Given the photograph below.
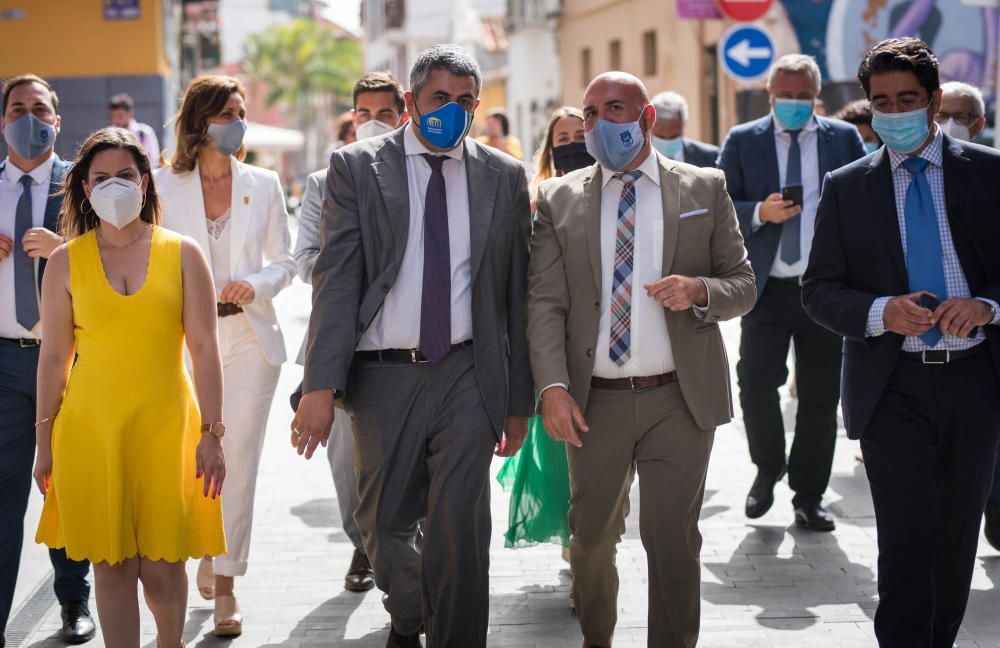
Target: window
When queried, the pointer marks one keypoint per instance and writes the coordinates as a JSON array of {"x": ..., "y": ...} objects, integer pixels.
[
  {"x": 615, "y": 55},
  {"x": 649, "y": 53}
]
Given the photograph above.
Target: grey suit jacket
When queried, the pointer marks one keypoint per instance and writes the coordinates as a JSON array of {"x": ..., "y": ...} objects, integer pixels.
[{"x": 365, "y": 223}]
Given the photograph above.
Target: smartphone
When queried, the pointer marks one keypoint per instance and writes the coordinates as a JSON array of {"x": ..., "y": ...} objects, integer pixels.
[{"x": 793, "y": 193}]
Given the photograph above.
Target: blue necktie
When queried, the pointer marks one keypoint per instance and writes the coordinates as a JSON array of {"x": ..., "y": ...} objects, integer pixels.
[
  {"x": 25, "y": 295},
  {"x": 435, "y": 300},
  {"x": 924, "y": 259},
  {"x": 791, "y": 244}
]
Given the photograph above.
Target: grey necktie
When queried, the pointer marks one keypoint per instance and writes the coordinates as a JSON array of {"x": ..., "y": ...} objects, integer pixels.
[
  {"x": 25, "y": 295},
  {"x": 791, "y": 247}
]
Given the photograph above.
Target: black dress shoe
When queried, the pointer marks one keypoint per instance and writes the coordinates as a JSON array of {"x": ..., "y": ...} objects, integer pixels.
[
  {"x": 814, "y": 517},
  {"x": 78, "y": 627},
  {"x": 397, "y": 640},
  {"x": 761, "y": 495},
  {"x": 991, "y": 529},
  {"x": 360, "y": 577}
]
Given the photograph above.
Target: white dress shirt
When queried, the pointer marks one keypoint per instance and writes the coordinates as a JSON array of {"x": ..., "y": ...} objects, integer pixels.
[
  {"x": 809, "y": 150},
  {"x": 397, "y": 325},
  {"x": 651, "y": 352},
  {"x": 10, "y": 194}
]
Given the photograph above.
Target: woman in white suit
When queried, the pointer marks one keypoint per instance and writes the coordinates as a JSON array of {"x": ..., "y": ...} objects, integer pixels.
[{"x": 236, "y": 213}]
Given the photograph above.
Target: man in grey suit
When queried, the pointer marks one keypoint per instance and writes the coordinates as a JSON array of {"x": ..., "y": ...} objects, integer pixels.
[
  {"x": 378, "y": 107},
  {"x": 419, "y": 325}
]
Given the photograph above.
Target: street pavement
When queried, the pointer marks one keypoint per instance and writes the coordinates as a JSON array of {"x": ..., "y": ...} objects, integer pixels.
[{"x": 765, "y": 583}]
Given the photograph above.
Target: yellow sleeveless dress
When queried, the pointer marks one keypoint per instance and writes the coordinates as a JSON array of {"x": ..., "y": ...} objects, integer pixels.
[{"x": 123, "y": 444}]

○ ○ ○ ○ ○

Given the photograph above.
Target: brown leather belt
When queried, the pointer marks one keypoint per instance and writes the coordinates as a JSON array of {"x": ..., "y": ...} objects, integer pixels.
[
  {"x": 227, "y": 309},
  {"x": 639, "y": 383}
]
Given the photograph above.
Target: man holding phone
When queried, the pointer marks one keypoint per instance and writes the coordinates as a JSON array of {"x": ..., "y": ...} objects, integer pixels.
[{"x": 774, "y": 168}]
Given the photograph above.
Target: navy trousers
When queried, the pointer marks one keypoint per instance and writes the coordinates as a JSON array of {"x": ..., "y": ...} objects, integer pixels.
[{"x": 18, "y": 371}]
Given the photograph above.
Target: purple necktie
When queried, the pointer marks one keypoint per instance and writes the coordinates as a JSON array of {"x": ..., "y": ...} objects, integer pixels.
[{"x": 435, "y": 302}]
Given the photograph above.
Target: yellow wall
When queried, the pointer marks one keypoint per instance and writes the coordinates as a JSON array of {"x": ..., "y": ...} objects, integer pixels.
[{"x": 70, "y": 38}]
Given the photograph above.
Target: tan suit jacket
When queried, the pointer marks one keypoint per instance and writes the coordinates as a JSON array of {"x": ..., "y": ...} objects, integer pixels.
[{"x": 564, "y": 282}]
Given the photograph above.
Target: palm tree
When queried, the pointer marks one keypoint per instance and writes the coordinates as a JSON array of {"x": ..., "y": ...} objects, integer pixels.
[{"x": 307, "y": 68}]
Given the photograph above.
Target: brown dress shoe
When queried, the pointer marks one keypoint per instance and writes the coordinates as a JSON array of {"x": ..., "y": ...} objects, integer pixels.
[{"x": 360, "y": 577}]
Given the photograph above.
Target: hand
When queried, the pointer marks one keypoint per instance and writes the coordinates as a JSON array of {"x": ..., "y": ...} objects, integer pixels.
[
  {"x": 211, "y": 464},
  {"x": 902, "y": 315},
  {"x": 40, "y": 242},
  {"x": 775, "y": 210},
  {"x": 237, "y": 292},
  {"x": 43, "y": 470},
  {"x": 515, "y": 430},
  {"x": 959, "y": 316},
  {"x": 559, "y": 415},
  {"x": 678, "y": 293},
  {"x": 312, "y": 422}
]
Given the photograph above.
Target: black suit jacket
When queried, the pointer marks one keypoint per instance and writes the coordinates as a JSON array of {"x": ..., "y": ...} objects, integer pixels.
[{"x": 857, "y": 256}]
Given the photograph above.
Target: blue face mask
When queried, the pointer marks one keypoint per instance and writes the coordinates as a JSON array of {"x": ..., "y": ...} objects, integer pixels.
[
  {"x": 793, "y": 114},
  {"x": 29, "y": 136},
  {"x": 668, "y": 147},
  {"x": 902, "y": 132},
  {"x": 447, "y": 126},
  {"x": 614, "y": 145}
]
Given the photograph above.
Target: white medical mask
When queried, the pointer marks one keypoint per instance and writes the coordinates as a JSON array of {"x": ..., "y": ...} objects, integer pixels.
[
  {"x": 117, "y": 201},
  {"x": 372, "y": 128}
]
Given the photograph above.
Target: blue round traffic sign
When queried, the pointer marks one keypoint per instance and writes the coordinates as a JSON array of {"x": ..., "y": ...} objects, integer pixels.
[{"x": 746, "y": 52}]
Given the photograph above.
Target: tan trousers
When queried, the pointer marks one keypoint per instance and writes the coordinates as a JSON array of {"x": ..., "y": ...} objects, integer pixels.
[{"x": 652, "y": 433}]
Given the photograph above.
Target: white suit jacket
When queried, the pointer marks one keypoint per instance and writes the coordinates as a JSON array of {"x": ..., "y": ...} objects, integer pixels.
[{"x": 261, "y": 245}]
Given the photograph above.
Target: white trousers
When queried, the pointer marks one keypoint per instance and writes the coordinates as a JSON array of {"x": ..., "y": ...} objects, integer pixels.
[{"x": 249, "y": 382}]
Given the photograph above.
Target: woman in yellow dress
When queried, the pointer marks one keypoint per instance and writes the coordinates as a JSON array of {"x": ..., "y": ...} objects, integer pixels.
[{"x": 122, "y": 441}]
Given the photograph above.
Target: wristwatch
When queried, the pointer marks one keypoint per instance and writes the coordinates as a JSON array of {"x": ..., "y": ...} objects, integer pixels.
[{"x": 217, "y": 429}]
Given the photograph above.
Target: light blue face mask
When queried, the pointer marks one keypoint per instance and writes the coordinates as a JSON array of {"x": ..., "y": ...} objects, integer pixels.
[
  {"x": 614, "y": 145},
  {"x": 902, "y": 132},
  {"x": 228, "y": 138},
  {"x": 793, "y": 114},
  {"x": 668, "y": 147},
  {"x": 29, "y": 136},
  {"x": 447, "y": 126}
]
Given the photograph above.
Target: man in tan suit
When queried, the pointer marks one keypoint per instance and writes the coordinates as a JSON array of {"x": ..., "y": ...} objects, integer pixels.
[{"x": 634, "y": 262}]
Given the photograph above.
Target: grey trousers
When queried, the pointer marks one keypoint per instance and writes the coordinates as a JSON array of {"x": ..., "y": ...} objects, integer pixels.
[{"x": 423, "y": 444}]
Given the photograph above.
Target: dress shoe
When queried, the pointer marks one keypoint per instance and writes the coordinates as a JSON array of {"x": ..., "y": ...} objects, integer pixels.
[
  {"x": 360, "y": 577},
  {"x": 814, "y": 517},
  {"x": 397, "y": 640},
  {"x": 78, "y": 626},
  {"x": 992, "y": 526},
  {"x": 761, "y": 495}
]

○ ○ ○ ○ ○

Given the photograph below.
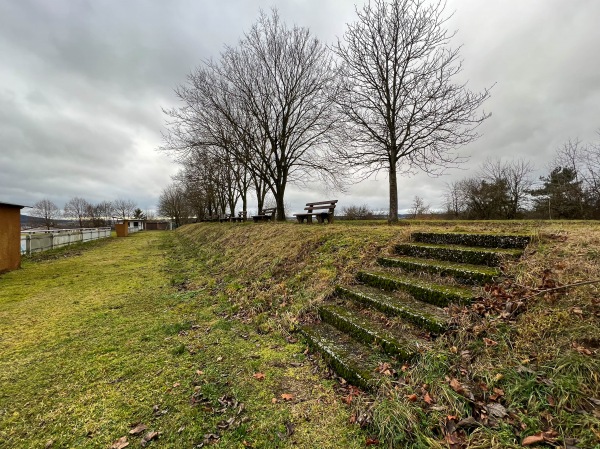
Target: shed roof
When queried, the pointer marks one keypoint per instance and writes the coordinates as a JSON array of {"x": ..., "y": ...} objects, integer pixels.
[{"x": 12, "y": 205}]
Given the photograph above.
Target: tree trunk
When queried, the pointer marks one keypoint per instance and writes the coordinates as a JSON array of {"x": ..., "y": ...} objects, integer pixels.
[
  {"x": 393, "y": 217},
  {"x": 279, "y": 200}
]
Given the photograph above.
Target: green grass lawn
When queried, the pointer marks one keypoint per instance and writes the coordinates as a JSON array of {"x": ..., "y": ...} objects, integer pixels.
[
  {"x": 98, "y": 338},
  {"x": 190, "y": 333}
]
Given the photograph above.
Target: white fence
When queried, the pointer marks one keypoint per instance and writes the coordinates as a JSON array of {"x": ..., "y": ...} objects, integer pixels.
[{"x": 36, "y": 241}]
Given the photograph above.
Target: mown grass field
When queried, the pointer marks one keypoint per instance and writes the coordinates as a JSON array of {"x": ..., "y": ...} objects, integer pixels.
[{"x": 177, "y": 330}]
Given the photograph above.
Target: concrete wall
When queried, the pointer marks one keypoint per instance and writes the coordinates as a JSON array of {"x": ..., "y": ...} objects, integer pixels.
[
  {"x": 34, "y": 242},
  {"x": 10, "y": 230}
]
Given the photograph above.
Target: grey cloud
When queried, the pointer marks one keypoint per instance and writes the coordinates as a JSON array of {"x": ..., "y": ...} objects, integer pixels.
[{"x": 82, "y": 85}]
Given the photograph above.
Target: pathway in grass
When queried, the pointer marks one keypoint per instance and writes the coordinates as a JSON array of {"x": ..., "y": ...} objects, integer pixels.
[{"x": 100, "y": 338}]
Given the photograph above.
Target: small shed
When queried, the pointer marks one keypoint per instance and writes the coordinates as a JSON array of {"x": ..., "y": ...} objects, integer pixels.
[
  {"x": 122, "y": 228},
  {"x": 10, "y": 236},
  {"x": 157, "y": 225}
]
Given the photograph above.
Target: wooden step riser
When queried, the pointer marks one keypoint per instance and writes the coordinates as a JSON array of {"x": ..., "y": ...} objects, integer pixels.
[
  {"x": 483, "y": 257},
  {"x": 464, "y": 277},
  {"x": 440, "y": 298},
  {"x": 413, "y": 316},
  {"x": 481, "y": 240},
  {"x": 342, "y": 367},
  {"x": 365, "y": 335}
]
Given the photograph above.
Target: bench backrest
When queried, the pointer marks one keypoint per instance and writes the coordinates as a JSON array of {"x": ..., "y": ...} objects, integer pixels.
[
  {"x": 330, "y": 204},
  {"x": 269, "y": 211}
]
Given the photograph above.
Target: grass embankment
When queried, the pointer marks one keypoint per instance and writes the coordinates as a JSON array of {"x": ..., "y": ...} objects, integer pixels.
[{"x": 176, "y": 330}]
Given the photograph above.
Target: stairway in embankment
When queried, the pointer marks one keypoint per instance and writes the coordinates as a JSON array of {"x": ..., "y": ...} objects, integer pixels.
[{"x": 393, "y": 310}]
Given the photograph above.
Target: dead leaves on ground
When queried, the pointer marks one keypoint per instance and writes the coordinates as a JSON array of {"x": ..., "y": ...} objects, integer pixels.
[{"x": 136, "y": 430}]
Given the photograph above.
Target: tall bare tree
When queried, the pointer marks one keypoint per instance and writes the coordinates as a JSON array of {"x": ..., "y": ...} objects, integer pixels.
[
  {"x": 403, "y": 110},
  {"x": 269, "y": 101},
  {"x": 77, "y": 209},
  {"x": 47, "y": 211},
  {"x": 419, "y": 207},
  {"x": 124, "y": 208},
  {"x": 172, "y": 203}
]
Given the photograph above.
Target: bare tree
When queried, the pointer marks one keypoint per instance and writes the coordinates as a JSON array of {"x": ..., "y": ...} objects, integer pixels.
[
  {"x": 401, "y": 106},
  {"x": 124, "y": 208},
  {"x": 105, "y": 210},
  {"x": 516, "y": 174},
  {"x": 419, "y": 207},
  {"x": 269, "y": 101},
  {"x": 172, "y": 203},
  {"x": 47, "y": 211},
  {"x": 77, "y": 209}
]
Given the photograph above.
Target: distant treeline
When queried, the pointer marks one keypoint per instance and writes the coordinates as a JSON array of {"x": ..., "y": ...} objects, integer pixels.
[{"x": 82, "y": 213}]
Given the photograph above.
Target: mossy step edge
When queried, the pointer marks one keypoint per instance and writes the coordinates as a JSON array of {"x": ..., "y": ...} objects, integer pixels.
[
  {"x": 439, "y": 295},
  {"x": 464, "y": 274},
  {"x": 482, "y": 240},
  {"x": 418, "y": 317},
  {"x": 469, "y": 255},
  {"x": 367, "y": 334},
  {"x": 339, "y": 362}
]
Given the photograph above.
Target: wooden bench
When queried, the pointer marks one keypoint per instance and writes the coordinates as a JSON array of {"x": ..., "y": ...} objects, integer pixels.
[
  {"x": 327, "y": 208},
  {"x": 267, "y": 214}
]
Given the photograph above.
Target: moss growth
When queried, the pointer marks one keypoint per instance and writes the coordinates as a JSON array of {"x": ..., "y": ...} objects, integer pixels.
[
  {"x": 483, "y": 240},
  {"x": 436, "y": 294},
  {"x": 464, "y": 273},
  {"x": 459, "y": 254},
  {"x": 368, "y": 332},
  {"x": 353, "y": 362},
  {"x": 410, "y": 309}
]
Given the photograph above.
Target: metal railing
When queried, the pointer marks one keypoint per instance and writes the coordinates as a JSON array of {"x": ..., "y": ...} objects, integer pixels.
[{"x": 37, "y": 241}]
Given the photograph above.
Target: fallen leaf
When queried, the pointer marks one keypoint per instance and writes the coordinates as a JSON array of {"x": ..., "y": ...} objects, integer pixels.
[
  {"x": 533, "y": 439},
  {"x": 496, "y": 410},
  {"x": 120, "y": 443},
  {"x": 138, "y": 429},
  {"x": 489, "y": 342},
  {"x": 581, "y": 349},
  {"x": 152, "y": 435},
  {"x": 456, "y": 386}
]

○ ○ ○ ○ ○

作業内容 - 上記の項目から、文字列「bench」を含む行をすべて選び出し、各行をそのまま書き写すこと。

回答 -
Target: bench backrest
Target: wooden bench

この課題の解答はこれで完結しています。